#### YOUR ASSIGNMENT
Look through the listing for the string "negative" and copy out every line that holds it.
=== Section Start ===
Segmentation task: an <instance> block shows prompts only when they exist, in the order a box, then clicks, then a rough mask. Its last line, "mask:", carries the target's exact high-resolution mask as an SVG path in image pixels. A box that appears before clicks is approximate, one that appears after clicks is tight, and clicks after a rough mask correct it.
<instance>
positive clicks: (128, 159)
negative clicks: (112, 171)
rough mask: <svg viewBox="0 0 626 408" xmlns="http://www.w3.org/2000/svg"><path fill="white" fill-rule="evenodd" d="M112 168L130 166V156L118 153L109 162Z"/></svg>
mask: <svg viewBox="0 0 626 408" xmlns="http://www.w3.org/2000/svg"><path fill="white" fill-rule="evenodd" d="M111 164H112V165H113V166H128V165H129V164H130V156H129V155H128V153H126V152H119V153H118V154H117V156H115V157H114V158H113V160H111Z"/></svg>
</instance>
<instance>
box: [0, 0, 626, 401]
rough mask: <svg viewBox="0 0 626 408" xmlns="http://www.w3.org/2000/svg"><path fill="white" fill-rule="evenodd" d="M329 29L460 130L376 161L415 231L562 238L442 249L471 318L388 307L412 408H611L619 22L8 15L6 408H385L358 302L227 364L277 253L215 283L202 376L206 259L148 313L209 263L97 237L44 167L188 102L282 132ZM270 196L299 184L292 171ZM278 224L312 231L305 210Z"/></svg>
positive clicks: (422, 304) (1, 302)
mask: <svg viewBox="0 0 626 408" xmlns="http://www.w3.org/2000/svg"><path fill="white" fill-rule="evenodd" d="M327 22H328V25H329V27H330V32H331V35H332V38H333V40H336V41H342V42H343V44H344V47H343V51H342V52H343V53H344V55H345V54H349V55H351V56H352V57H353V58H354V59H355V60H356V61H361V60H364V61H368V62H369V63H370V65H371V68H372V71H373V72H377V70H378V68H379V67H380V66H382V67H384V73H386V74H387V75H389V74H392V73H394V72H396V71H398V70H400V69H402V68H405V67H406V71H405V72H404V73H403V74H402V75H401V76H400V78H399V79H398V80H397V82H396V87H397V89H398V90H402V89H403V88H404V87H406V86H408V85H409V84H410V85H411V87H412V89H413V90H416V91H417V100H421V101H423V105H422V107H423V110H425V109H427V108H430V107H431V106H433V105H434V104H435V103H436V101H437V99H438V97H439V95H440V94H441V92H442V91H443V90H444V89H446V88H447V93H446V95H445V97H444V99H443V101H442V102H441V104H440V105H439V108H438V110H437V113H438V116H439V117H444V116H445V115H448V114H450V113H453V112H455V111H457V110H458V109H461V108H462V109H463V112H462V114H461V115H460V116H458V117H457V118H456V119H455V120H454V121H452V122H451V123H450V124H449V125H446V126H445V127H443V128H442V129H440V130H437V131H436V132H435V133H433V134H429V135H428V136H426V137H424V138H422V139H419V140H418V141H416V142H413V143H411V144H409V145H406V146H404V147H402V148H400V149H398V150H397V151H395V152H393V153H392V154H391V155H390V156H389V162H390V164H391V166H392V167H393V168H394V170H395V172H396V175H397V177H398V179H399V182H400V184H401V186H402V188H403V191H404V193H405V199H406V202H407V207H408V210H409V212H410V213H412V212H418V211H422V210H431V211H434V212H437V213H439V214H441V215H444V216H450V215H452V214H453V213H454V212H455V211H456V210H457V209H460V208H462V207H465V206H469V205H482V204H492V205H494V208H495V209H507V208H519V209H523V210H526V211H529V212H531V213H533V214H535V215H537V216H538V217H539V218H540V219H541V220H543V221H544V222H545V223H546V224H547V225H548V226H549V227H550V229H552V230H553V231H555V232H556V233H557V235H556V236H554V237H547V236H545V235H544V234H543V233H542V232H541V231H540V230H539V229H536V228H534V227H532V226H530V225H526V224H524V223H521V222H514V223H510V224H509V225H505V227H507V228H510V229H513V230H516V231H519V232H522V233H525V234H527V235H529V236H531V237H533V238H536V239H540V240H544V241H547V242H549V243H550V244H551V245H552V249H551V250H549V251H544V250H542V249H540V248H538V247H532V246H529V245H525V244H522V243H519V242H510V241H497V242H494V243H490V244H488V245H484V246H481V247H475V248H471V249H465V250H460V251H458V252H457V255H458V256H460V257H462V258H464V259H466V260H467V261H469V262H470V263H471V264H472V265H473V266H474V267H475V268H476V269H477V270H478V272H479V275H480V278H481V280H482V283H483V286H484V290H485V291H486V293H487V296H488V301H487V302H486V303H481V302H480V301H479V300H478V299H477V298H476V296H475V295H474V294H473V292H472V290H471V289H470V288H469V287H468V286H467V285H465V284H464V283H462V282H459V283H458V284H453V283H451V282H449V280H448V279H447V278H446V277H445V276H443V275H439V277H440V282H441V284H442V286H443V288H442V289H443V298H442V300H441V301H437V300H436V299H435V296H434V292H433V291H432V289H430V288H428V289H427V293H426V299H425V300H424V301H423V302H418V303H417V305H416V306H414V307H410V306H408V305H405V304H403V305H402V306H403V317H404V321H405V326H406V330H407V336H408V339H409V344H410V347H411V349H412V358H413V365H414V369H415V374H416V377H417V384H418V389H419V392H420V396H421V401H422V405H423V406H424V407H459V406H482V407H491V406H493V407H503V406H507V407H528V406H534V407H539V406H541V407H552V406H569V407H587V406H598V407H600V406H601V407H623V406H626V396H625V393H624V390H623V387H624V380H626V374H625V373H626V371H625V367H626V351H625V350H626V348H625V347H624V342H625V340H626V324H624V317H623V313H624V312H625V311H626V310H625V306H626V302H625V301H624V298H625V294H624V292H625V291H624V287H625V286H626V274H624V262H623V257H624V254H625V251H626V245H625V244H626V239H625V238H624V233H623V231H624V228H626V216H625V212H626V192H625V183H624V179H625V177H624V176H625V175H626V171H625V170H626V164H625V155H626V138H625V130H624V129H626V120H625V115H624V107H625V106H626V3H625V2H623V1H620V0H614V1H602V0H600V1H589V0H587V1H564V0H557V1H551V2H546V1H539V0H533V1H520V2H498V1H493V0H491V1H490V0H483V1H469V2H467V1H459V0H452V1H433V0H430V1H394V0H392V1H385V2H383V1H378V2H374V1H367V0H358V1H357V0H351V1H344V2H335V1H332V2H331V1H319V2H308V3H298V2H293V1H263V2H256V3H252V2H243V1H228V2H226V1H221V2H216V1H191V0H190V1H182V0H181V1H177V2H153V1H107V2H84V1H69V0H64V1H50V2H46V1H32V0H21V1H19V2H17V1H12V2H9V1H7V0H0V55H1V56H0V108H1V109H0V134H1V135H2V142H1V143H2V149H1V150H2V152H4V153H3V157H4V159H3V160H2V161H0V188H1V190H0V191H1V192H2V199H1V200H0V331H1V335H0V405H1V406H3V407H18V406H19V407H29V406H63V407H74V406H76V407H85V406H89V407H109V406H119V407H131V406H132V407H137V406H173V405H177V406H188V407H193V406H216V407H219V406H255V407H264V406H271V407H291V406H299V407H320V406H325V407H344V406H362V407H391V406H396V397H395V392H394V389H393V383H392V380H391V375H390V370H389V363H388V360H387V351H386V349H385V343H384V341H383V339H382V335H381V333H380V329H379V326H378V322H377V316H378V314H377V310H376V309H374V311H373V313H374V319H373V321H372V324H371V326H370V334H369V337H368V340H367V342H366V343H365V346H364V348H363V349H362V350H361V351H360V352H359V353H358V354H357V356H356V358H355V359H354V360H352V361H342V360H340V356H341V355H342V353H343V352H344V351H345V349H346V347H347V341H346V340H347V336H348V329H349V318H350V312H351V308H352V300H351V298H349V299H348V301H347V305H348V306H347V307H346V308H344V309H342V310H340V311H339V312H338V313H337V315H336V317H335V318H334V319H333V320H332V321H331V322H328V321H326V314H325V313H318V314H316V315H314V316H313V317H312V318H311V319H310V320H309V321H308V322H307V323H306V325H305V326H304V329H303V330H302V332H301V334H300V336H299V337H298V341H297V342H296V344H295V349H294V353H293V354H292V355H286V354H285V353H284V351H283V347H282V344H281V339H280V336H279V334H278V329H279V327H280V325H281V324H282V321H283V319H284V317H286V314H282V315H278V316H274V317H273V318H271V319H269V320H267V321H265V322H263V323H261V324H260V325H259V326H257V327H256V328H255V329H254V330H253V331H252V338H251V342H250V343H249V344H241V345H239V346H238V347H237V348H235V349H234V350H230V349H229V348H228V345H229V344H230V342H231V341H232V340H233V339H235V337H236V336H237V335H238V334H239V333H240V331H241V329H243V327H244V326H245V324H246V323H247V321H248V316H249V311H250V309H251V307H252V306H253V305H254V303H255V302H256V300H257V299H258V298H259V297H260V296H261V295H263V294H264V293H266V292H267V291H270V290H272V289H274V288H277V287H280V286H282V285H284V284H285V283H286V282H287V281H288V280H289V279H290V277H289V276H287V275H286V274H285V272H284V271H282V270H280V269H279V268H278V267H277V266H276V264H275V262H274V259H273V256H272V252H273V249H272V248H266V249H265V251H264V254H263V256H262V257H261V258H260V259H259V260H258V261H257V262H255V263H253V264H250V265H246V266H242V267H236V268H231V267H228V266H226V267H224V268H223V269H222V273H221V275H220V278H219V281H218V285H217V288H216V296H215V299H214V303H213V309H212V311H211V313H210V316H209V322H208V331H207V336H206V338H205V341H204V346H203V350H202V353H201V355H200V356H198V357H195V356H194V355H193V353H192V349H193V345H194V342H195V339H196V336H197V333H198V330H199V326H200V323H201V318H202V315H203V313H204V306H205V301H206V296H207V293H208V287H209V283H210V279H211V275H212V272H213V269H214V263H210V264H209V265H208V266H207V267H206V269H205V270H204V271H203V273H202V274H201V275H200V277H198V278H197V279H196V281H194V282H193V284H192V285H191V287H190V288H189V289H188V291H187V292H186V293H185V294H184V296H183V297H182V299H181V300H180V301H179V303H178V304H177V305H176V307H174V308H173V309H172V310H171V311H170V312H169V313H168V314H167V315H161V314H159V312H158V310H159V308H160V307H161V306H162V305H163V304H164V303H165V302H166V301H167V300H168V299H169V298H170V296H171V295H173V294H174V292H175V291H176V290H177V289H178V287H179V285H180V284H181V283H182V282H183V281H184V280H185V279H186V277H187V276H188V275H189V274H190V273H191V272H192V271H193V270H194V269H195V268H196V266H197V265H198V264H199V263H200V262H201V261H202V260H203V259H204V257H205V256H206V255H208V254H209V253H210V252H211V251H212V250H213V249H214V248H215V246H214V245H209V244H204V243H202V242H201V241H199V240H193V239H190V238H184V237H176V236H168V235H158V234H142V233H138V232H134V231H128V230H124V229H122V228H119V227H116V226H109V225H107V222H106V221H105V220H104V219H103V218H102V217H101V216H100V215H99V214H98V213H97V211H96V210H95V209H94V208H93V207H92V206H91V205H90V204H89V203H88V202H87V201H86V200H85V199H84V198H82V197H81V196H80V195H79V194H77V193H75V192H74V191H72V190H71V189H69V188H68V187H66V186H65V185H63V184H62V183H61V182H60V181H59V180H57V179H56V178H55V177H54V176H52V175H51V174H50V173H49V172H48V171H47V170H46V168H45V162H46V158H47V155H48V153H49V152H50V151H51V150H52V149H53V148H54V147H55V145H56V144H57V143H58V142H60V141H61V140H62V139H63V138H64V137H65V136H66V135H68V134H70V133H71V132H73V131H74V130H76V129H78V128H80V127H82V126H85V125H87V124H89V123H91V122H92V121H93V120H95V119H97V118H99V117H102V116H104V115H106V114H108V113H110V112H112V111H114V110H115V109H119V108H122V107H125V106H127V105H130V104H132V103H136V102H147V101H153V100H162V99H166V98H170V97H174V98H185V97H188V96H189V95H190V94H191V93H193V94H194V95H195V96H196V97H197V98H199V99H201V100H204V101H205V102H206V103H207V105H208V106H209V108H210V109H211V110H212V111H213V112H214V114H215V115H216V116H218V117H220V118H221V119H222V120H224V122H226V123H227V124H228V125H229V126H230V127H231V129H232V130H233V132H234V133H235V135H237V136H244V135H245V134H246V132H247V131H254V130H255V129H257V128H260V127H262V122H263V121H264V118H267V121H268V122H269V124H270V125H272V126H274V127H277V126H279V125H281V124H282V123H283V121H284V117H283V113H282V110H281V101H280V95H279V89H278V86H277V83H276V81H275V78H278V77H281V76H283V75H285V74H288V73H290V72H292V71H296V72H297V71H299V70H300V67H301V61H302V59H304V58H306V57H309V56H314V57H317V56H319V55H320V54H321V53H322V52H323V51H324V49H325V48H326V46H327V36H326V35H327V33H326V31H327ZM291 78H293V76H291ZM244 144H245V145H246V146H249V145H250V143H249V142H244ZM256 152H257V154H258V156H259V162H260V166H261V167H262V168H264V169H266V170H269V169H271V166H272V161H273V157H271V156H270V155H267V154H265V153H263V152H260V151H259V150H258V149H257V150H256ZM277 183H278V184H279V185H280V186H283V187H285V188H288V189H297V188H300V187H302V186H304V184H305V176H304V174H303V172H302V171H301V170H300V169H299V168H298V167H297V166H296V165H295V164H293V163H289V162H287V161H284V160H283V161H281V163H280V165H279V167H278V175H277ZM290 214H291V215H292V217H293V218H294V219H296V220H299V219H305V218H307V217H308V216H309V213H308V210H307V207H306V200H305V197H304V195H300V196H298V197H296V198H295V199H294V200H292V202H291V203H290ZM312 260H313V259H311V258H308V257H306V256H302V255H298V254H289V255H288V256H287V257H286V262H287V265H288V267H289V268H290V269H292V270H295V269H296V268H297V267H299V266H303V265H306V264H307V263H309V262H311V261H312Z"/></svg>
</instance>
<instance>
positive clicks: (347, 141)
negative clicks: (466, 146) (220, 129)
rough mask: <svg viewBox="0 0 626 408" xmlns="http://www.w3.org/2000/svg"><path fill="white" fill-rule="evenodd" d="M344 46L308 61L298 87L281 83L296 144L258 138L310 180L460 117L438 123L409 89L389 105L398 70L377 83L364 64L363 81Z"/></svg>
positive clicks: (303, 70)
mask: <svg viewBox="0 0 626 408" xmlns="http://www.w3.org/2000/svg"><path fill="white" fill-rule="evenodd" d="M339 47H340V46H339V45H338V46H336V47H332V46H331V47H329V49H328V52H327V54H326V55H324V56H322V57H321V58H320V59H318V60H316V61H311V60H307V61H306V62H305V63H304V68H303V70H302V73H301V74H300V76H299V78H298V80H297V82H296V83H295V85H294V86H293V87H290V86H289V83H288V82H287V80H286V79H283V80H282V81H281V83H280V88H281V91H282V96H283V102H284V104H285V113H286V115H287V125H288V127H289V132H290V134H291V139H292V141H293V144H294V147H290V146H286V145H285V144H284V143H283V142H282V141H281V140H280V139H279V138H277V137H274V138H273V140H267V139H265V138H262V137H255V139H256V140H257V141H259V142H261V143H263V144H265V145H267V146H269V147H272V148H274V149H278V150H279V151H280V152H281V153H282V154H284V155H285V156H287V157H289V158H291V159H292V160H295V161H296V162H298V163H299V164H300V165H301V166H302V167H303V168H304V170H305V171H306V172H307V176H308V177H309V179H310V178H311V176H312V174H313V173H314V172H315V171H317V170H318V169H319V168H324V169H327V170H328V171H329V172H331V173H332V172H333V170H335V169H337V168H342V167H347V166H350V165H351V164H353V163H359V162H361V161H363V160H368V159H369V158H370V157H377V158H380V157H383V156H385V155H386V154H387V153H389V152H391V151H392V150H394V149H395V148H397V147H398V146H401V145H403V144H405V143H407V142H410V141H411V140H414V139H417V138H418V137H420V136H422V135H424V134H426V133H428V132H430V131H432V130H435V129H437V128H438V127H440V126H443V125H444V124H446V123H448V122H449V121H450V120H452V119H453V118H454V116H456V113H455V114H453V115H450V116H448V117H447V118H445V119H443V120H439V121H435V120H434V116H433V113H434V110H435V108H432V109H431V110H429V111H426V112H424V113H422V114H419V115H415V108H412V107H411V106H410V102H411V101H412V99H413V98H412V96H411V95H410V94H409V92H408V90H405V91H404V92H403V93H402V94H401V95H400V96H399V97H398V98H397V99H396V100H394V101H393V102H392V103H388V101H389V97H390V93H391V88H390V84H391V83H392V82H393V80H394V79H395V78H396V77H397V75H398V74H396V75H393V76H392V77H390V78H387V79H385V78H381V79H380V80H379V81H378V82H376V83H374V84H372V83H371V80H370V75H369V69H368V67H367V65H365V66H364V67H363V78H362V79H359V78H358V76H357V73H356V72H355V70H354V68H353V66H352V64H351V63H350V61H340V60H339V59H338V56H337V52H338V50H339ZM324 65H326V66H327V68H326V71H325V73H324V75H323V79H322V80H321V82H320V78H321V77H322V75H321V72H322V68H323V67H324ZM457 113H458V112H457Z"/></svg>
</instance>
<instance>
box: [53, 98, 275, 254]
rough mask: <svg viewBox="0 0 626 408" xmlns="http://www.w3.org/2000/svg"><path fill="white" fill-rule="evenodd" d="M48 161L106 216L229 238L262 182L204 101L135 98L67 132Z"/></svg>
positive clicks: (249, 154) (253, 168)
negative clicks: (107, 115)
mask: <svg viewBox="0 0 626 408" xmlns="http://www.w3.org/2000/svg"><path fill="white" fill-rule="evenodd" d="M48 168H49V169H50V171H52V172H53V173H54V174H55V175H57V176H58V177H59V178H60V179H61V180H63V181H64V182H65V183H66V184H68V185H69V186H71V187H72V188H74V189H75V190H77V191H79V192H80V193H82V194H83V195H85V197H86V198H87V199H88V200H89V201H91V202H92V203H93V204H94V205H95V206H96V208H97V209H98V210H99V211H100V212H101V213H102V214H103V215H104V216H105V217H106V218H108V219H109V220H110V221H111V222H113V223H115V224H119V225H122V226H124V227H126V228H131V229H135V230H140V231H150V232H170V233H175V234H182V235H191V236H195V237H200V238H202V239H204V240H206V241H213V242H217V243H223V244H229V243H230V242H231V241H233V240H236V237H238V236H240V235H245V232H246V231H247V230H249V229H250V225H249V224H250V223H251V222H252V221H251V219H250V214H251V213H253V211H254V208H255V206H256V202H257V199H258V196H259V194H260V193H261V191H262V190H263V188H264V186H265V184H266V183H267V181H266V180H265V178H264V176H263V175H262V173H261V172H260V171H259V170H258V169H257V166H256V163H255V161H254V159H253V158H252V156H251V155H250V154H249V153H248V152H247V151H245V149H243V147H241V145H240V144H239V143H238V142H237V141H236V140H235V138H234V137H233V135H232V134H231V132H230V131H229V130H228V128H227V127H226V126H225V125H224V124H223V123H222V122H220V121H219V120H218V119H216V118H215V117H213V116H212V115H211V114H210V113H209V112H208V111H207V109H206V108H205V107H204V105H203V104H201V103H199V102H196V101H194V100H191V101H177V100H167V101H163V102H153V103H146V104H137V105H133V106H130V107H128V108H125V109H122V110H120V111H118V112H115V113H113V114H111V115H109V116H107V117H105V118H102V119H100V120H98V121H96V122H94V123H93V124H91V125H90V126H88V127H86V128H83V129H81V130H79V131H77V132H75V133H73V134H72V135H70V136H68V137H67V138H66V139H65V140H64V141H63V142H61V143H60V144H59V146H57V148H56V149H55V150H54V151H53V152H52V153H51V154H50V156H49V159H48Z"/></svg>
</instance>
=== Section End ===
#### OUTPUT BELOW
negative clicks: (112, 171)
negative clicks: (466, 146) (220, 129)
negative clicks: (107, 115)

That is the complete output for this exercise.